╭─ Available records

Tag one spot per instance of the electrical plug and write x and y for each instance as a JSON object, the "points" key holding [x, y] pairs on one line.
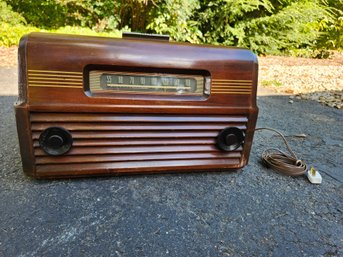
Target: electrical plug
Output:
{"points": [[314, 176]]}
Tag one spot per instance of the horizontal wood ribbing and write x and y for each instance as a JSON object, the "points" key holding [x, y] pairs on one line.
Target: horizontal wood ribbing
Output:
{"points": [[54, 72], [135, 127], [54, 76], [139, 142], [133, 135], [134, 150], [135, 157], [118, 167], [81, 117]]}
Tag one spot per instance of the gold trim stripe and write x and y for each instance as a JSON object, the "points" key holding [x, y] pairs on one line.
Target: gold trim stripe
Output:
{"points": [[229, 86], [54, 75], [54, 79], [234, 93], [54, 82], [230, 80], [59, 72], [238, 83]]}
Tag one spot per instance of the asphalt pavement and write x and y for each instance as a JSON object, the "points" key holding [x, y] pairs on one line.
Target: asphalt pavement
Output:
{"points": [[251, 212]]}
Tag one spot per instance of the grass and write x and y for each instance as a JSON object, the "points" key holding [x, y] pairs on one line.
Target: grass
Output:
{"points": [[10, 35]]}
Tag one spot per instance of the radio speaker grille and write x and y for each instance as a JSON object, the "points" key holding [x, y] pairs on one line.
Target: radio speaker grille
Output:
{"points": [[131, 143]]}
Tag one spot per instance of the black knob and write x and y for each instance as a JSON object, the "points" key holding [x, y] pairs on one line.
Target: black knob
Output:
{"points": [[55, 140], [229, 139]]}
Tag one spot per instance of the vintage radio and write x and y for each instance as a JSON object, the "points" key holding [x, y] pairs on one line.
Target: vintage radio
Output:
{"points": [[140, 104]]}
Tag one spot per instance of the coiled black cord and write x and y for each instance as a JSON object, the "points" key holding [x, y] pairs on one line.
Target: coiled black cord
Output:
{"points": [[278, 160]]}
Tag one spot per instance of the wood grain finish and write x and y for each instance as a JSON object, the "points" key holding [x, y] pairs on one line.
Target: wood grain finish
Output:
{"points": [[116, 133]]}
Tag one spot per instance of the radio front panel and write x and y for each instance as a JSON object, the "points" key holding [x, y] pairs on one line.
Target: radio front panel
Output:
{"points": [[99, 106]]}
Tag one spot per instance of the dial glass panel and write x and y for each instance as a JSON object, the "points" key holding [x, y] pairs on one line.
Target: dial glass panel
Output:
{"points": [[147, 83]]}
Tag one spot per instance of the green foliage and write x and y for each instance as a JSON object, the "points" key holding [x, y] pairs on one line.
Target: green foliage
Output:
{"points": [[174, 17], [10, 35], [9, 16], [332, 36], [294, 27], [260, 26]]}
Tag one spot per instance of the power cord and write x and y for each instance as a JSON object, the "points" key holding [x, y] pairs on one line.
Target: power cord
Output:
{"points": [[276, 159]]}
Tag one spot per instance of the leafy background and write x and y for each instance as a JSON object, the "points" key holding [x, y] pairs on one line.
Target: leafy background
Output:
{"points": [[288, 27]]}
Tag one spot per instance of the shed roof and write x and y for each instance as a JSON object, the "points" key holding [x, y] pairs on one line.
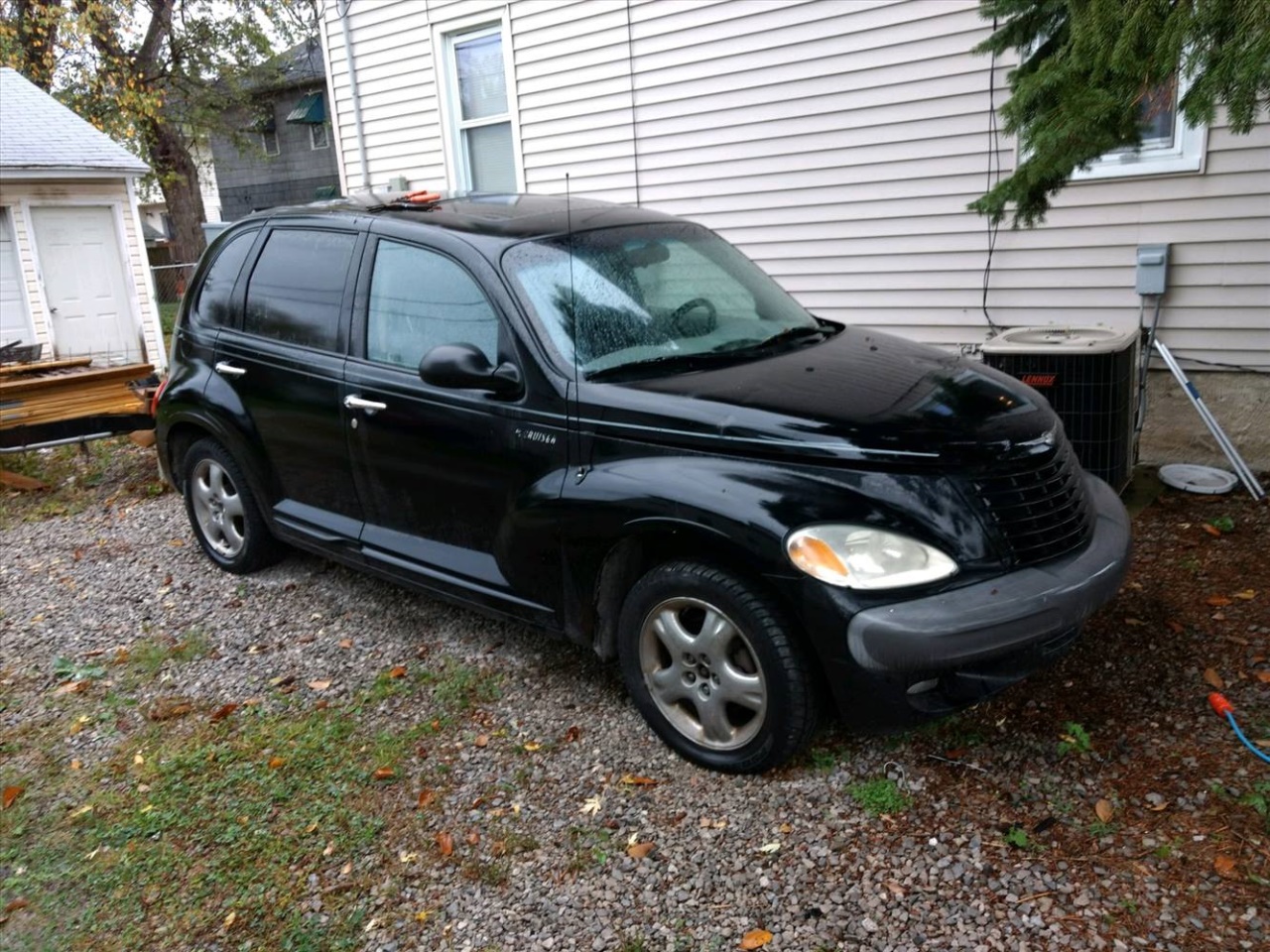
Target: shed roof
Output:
{"points": [[39, 134]]}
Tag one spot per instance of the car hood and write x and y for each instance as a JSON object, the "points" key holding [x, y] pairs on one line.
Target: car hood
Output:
{"points": [[858, 395]]}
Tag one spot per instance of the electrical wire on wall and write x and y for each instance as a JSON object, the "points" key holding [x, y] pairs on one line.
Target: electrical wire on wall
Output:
{"points": [[993, 155]]}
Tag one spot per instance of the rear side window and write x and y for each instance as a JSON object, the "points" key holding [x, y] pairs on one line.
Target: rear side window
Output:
{"points": [[212, 306], [420, 299], [298, 287]]}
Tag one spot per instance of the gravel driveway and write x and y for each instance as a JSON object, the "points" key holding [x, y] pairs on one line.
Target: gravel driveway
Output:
{"points": [[522, 820]]}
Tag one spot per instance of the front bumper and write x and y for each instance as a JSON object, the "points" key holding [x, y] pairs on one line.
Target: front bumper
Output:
{"points": [[931, 655]]}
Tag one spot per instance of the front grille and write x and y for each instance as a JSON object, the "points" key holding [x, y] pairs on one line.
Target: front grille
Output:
{"points": [[1038, 504]]}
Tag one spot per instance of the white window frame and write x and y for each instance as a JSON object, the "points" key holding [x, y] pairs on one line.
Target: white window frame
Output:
{"points": [[452, 125], [1185, 154]]}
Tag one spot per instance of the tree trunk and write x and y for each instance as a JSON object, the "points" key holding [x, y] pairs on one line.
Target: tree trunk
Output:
{"points": [[178, 178]]}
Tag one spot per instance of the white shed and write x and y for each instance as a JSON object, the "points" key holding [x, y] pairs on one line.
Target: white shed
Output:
{"points": [[73, 276]]}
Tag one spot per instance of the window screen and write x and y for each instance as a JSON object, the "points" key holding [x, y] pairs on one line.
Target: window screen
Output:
{"points": [[298, 287], [212, 306], [421, 299]]}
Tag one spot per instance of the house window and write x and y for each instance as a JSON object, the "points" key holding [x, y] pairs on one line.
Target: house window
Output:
{"points": [[1169, 144], [480, 140]]}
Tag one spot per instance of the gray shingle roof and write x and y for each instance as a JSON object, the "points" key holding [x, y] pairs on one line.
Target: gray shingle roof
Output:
{"points": [[40, 134]]}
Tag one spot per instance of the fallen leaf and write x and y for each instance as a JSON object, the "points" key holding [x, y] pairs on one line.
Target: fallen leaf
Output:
{"points": [[592, 805], [754, 938]]}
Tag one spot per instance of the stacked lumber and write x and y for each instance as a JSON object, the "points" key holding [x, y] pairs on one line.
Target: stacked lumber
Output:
{"points": [[39, 394]]}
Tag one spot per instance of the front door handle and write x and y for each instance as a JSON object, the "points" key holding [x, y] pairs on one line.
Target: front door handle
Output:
{"points": [[371, 407]]}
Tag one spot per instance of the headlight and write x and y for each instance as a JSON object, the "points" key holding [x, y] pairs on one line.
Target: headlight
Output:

╰─

» Required task: Please copy out, word for word, everything from the line containing "Tag one spot per instance of the window" down to the end of the rows, including both ends.

» Answer for this exercise:
Tag one spot per instance of the window screen and write x and y for each instance as a JSON object, the "points" key holding [x, y] pairs on one line.
Target: window screen
Output:
{"points": [[298, 287], [212, 306], [421, 299]]}
Tag one spot per instance of the house window and write x and y for each instance as a JSON object, the "points" key holding [x, y] pairs on one line.
Target: house window
Output:
{"points": [[1169, 144], [480, 140]]}
Tag one spot per instance of the gray shingle roof and write x and y for each instance as a JSON object, the "points" key holding [x, y] pairs on one line.
Target: gray shingle roof
Output:
{"points": [[40, 134]]}
Tag one spot per instance of the fallen leaf and write x and y for each instance as a JSON object, the "points" key holding [x, y] pairs on one line.
Target: fallen leaf
Output:
{"points": [[592, 805], [754, 938]]}
Tag one spot per instance of the stacked lumber and write x and y for each instance as a JSON object, the "points" key holding [x, y] pairs on one line.
Target: stacked lumber
Output:
{"points": [[39, 394]]}
Tag one spot per instance of the front door handle and write x and y for each instance as a JSON object, the "points" key holding [x, y] pairs on one line.
Target: front door handle
Output:
{"points": [[371, 407]]}
Tag one spot per instance of the headlight and write x and y for each instance as a JSON object, the "points" key holding [x, y] pairs on one line.
Target: headlight
Output:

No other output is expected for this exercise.